§ **WHAT TO PRODUCE**: Pull out every line of the material below that contains the word "double", and copy each one as it appears.

START

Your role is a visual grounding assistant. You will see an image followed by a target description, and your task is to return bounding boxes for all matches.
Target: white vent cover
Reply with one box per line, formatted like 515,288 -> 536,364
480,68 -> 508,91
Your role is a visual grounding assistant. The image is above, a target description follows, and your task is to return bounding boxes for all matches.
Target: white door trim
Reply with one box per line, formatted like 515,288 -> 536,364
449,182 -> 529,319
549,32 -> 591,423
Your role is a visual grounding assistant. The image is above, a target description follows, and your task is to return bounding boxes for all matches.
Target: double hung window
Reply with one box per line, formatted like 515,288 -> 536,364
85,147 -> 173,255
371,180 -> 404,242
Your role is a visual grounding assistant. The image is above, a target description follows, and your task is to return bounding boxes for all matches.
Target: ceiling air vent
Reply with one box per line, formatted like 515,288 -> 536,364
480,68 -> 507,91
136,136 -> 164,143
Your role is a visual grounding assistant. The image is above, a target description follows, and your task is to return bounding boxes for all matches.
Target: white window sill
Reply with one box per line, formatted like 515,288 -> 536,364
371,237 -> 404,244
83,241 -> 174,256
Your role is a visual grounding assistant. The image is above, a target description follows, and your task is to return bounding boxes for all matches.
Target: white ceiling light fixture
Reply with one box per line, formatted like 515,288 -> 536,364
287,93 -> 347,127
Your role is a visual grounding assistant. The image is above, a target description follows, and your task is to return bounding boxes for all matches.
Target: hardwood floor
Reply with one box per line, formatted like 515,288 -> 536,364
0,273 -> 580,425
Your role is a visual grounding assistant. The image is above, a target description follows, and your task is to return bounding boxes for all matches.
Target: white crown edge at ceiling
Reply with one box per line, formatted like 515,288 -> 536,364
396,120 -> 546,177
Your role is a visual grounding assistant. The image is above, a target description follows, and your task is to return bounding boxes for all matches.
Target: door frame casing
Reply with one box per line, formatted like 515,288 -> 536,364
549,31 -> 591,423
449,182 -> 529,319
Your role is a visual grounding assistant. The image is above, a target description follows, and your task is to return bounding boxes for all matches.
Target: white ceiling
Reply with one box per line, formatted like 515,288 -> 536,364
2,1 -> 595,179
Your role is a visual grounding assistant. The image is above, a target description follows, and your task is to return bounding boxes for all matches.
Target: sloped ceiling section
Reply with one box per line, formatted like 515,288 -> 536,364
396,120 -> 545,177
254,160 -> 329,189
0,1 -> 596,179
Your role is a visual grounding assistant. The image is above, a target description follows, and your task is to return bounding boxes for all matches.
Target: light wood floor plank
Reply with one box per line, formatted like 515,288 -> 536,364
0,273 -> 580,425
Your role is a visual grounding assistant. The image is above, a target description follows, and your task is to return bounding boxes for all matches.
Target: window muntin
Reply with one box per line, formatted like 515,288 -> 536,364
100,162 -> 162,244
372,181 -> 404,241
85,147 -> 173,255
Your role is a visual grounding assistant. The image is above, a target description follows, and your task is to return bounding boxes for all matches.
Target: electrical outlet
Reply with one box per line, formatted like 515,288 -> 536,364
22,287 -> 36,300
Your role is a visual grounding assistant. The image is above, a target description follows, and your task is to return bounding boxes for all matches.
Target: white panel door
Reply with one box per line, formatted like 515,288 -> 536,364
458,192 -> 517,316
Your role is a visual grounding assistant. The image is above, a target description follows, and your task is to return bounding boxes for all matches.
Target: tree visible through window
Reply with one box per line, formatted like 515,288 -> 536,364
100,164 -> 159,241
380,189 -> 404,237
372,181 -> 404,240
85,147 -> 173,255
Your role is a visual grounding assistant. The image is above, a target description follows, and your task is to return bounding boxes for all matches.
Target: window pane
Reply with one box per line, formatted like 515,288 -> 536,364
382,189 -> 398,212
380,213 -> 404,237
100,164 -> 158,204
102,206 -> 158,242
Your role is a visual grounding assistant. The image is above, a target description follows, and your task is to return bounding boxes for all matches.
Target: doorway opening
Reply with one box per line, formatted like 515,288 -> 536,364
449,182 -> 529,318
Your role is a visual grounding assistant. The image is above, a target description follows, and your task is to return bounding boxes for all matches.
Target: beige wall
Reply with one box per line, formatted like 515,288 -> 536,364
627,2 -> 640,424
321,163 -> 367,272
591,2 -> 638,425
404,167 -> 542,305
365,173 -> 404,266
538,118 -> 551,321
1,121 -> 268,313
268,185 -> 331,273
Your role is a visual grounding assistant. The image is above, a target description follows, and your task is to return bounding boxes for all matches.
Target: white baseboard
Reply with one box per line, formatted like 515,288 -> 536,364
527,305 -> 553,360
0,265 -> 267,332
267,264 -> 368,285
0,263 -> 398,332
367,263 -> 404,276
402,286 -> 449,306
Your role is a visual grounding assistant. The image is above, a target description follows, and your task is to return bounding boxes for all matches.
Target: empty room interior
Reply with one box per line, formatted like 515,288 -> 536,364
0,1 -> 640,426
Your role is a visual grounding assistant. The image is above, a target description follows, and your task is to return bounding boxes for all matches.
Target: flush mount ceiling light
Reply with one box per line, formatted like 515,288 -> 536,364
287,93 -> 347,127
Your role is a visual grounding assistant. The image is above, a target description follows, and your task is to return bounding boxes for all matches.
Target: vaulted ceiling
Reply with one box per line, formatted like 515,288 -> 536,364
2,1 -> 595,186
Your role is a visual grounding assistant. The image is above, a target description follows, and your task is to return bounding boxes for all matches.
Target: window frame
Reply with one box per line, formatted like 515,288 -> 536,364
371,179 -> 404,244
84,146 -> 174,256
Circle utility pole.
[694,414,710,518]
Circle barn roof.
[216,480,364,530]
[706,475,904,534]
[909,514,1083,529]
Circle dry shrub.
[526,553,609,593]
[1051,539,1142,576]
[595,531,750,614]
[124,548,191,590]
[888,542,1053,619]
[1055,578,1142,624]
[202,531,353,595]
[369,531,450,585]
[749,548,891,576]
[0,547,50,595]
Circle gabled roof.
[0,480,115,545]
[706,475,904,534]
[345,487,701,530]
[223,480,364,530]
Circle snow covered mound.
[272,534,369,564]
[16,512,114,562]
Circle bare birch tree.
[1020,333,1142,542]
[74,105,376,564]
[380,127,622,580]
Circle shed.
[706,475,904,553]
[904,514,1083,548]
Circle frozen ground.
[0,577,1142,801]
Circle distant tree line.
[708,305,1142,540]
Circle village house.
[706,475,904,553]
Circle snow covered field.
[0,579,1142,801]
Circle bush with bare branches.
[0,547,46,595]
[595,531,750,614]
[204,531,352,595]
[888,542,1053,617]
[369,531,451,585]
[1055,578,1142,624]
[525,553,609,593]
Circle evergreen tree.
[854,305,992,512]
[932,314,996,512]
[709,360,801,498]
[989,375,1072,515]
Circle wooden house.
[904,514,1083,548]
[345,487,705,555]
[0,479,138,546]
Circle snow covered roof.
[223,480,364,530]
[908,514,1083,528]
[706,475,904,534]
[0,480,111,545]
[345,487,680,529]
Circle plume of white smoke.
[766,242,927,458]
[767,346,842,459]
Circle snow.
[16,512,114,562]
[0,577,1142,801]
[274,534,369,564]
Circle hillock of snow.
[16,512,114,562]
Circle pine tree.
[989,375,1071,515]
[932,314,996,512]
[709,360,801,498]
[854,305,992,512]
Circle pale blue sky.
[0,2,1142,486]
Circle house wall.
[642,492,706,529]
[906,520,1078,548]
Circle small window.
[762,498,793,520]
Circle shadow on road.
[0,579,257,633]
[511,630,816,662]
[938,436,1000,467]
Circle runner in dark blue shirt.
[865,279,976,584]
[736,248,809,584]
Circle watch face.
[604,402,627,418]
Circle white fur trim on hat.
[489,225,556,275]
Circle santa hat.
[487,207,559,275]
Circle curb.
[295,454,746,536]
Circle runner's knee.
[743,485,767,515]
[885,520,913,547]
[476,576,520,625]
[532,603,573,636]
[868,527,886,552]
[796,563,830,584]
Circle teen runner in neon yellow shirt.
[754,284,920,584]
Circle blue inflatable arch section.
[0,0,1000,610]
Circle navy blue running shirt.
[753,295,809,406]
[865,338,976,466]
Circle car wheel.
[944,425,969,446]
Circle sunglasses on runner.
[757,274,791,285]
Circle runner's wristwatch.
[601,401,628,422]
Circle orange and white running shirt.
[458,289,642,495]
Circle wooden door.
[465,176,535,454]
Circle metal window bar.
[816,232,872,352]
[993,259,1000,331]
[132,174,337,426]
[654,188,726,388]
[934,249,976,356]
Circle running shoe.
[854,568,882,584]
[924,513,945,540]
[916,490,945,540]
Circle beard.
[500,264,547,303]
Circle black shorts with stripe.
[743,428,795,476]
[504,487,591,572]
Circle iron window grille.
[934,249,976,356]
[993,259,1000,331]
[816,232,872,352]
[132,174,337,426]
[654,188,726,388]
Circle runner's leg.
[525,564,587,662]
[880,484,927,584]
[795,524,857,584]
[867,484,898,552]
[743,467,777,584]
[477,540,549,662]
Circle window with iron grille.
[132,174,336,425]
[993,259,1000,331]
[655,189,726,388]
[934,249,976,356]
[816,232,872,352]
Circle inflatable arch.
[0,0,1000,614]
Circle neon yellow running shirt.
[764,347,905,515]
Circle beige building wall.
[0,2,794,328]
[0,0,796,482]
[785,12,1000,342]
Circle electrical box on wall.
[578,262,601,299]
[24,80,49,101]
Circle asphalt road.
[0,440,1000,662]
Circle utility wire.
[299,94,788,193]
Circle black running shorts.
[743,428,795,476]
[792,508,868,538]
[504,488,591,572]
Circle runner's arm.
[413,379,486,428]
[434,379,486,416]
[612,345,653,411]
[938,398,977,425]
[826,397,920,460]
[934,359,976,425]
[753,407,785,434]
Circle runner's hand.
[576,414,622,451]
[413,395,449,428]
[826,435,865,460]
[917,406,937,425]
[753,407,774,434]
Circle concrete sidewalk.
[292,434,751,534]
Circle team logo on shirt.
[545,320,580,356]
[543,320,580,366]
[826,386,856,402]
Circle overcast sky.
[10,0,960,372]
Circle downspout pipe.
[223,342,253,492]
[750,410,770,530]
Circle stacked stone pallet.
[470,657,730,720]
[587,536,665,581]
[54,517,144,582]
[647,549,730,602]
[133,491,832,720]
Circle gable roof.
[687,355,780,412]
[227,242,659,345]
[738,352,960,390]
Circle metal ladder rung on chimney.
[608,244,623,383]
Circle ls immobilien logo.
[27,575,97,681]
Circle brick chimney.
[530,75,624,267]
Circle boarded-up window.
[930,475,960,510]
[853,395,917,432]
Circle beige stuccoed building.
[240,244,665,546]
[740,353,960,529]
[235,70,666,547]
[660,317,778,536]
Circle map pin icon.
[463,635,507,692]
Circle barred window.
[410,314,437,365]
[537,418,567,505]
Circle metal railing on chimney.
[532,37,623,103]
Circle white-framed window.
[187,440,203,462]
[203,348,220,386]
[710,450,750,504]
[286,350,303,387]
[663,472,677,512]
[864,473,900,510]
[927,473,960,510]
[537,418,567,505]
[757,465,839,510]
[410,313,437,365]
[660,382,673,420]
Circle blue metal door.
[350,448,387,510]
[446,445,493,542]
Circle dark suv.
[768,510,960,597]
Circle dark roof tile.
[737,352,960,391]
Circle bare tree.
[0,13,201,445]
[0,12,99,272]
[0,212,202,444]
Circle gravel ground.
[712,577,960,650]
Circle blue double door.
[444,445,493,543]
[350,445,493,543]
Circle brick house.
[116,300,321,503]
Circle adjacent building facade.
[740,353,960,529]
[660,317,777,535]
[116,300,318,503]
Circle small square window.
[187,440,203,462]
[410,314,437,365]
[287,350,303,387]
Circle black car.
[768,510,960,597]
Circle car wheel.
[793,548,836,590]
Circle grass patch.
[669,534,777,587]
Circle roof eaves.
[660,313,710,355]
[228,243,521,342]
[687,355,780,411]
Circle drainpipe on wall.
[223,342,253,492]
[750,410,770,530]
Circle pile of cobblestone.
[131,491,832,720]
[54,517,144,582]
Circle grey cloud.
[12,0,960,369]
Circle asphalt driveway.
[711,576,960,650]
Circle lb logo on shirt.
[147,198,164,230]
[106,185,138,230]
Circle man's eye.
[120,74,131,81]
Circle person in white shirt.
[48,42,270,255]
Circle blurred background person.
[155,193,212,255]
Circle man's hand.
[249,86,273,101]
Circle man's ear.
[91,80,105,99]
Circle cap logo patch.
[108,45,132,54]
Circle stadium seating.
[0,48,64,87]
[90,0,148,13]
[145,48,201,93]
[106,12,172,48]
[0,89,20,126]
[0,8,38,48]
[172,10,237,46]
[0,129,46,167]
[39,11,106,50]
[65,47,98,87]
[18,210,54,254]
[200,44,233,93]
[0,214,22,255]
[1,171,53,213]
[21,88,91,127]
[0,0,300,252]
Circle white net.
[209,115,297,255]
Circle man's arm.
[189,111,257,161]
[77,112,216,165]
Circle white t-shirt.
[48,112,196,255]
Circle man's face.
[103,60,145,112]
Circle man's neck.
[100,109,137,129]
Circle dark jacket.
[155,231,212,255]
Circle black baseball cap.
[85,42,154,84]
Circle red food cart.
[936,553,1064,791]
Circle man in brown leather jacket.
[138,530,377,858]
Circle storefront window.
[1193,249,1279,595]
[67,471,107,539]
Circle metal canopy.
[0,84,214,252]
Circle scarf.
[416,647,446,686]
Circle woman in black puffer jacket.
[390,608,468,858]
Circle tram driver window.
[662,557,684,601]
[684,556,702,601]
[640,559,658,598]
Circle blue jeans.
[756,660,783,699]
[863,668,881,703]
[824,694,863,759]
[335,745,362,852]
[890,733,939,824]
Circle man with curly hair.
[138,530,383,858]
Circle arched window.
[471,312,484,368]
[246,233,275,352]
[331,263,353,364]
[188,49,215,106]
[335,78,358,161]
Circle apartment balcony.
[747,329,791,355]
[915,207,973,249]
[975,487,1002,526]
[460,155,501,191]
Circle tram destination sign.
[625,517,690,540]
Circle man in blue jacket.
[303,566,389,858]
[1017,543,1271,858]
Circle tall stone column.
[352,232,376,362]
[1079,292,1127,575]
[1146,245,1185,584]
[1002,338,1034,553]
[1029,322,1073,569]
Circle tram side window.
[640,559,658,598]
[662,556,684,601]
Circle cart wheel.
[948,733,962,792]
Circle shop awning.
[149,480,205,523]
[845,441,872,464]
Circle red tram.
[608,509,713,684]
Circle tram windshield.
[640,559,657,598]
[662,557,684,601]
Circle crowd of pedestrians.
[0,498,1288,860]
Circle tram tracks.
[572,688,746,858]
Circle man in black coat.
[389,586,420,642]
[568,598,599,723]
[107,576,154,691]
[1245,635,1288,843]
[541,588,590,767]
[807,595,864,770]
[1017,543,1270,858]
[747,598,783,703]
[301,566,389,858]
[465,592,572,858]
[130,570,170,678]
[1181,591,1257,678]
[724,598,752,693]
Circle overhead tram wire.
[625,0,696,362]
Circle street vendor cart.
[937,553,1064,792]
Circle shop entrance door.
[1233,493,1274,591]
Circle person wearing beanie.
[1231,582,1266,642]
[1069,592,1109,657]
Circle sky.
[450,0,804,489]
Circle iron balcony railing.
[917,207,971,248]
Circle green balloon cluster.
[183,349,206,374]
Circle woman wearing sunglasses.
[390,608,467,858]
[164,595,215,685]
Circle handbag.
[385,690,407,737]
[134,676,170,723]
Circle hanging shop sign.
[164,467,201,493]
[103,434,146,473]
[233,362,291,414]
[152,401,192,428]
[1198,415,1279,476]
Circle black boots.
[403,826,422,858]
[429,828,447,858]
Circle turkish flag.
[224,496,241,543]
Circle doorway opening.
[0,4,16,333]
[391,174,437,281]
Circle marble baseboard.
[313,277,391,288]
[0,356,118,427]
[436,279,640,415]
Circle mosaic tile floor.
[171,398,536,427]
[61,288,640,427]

END

§ **SOLUTION FOR THIS EXERCISE**:
Target: double hung window
Circle blue double door.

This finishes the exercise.